:: Data in this exercise

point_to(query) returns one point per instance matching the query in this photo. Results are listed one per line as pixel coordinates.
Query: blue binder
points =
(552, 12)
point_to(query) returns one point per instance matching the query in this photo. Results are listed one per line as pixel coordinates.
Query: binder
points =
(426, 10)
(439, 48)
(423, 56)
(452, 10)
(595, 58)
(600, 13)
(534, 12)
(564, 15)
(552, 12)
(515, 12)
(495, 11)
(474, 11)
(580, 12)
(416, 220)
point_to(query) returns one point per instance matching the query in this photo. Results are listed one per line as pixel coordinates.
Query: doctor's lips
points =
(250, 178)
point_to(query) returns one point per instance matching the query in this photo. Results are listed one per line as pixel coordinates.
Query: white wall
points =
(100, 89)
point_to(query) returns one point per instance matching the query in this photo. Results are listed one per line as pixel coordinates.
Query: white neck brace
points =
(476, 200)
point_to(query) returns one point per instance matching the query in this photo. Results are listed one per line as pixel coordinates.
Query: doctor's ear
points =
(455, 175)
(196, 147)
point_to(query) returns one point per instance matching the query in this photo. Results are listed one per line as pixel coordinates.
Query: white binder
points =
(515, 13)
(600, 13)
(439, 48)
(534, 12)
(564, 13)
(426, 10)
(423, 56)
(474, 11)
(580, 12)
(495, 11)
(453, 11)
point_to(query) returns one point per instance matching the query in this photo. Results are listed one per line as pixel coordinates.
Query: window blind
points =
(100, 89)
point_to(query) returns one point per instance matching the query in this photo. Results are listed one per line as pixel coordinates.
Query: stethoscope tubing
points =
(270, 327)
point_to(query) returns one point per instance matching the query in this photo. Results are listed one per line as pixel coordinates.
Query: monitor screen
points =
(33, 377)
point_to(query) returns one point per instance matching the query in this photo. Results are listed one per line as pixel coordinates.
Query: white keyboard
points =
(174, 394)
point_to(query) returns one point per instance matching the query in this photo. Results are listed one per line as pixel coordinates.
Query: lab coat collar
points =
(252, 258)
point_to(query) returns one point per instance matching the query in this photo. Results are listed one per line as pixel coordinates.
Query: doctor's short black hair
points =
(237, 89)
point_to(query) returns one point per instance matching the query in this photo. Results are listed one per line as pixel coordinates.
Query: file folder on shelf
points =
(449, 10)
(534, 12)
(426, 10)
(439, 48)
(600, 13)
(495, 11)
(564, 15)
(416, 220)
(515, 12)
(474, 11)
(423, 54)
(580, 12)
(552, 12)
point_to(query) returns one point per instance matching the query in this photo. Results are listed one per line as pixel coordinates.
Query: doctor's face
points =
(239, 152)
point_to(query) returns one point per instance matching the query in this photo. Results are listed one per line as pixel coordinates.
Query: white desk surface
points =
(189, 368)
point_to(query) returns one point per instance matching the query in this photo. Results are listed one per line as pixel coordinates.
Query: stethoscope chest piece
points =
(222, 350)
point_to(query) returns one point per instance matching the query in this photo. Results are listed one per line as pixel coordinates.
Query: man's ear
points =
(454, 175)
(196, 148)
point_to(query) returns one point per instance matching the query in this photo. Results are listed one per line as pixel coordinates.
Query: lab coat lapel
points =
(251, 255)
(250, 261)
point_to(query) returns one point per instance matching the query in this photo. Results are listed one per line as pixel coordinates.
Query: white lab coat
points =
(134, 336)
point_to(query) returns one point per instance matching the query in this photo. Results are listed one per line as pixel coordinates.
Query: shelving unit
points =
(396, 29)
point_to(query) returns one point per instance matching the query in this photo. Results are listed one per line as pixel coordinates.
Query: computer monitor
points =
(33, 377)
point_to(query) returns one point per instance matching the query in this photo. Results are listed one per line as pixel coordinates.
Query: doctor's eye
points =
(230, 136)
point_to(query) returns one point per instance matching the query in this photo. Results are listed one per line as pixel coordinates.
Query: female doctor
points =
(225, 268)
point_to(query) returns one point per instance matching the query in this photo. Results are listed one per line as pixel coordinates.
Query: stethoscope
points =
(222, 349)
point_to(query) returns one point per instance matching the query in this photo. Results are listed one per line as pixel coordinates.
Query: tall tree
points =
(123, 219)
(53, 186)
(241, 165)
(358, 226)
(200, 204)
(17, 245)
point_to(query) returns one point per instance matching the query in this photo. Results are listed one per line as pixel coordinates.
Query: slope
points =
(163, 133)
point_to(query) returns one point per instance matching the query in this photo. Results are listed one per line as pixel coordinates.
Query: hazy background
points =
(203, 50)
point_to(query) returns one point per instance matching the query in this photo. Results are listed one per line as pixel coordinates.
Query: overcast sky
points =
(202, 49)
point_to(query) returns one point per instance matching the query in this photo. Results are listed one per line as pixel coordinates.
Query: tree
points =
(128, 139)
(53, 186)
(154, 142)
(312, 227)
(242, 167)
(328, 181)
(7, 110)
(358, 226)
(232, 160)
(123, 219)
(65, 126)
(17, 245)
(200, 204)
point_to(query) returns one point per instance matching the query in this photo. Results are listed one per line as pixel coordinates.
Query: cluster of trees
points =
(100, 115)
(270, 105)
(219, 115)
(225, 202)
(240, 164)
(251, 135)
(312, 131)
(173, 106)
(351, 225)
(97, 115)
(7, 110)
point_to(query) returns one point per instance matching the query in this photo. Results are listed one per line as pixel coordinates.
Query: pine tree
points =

::::

● Goal of the exercise
From the records above, please extract every line and repeat it exactly.

● The output
point_to(query) returns one point per instance matching the query in this photo. Results are listed one per line as pixel coordinates.
Query: blue binder
points =
(552, 12)
point_to(query) returns one point per instance matching the query in this photo. Results are listed one per line as pixel coordinates.
Query: binder
points =
(426, 10)
(439, 48)
(423, 56)
(452, 10)
(595, 58)
(600, 13)
(534, 12)
(564, 15)
(552, 12)
(515, 12)
(495, 11)
(474, 11)
(580, 12)
(416, 220)
point_to(query) returns one point per instance matching the query in this photo. Results are listed one per line as pixel coordinates.
Query: doctor's lips
points =
(250, 178)
point_to(query) returns one point per instance matching the query in this photo. Results are listed one per line as pixel coordinates.
Query: white wall
points =
(100, 89)
point_to(query) returns one point per instance matching the query in this photo. Results are listed one per line as pixel coordinates.
Query: white neck brace
points =
(476, 200)
point_to(query) returns one point per instance matching the query in this photo. Results are listed one per line as pixel coordinates.
Query: doctor's ear
points =
(455, 175)
(196, 147)
point_to(query) returns one point per instance matching the query in this photo. Results are listed one per line as pixel coordinates.
Query: white binder
points =
(515, 13)
(600, 13)
(439, 48)
(534, 12)
(564, 13)
(426, 10)
(423, 56)
(474, 11)
(580, 12)
(495, 11)
(453, 11)
point_to(query) returns one point per instance matching the query in this photo. Results are listed one per line as pixel coordinates.
Query: window blind
points =
(100, 89)
point_to(query) returns one point per instance matching the query in this photo. Results are listed one per line as pixel coordinates.
Query: stethoscope tubing
points =
(270, 327)
point_to(query) returns one point per instance matching the query in this photo. Results are listed one per line as pixel coordinates.
Query: monitor screen
points =
(33, 377)
point_to(query) returns one point per instance matching the query in this photo. Results are listed one per line as pixel coordinates.
Query: white keyboard
points =
(174, 394)
point_to(query) returns one point per instance matching the query in this photo. Results are listed one per line as pixel coordinates.
Query: lab coat collar
points =
(252, 258)
point_to(query) returns one point per instance matching the query in this photo. Results are listed one per line as pixel coordinates.
Query: doctor's short black hair
points =
(237, 89)
point_to(query) returns one point per instance matching the query in this photo. Results are listed one per line as pixel coordinates.
Query: file folder on shelf
points =
(449, 10)
(534, 12)
(426, 10)
(439, 48)
(600, 13)
(495, 11)
(564, 15)
(416, 220)
(515, 12)
(474, 11)
(423, 54)
(580, 12)
(552, 12)
point_to(query) returns one point per instance matching the query in this photo. Results are listed one per line as pixel coordinates.
Query: doctor's face
points =
(239, 152)
point_to(query) returns one point per instance matching the query in this photo. Results are listed one per line as pixel coordinates.
Query: white desk surface
points =
(189, 368)
point_to(query) returns one point per instance matching the query in this photo. Results are listed one per line as pixel coordinates.
Query: stethoscope chest piece
points =
(222, 350)
point_to(query) returns one point per instance matching the query in this photo. Results are listed one per line as pixel coordinates.
Query: man's ear
points =
(454, 175)
(196, 148)
point_to(query) returns one point per instance matching the query in this photo. Results are listed one per line as pixel coordinates.
Query: lab coat lapel
points =
(251, 255)
(250, 261)
point_to(query) returns one point per instance matching the query in this photo. Results are listed one per line as pixel coordinates.
Query: white lab coat
points =
(134, 336)
point_to(query) returns one point per instance matching the query in this photo. Results are listed one per line as pixel coordinates.
Query: shelving unit
points =
(396, 29)
point_to(query) returns one point per instance matching the query in this photo. Results are listed one per line as pixel coordinates.
Query: computer monitor
points =
(33, 377)
point_to(query) returns one point per instance matching the query in this photo. Results are listed one per line as pixel coordinates.
Query: doctor's eye
points =
(230, 136)
point_to(query) returns one point per instance matching the query in this photo. Results are listed one per line as pixel coordinates.
Query: female doctor
points =
(225, 268)
point_to(query) returns one point per instance matching the query in this photo. Results are listed one per line as pixel coordinates.
Query: stethoscope
points =
(222, 349)
point_to(query) returns one point per instance matching the query in this photo. Results are listed one per line as pixel coordinates.
Query: tall tree
points =
(123, 219)
(53, 186)
(241, 165)
(358, 226)
(200, 204)
(17, 245)
point_to(query) returns one point per instance matching the query in this photo. Results are listed one per line as pixel coordinates.
Query: slope
points =
(163, 133)
point_to(query) returns one point per instance matching the query in this photo. Results are listed one per line as pixel coordinates.
Query: hazy background
points =
(203, 50)
point_to(query) returns one point per instance matching the query in this photo. Results are listed one per line as pixel coordinates.
Query: overcast sky
points =
(202, 49)
point_to(query) returns one point per instance matching the query in this photo. Results are listed one per line as pixel coordinates.
Query: tree
points =
(128, 139)
(53, 186)
(154, 142)
(312, 227)
(242, 167)
(328, 181)
(7, 110)
(358, 226)
(232, 160)
(123, 219)
(65, 126)
(17, 245)
(200, 204)
point_to(query) returns one point per instance matching the query in this photo. Results are listed one per line as pixel coordinates.
Query: cluster of trees
points =
(100, 115)
(270, 105)
(219, 115)
(225, 202)
(240, 164)
(251, 135)
(312, 131)
(173, 106)
(351, 225)
(97, 115)
(7, 110)
point_to(query) returns one point per instance matching the query in this photo. Results are listed one per line as pixel coordinates.
Query: pine tree
points =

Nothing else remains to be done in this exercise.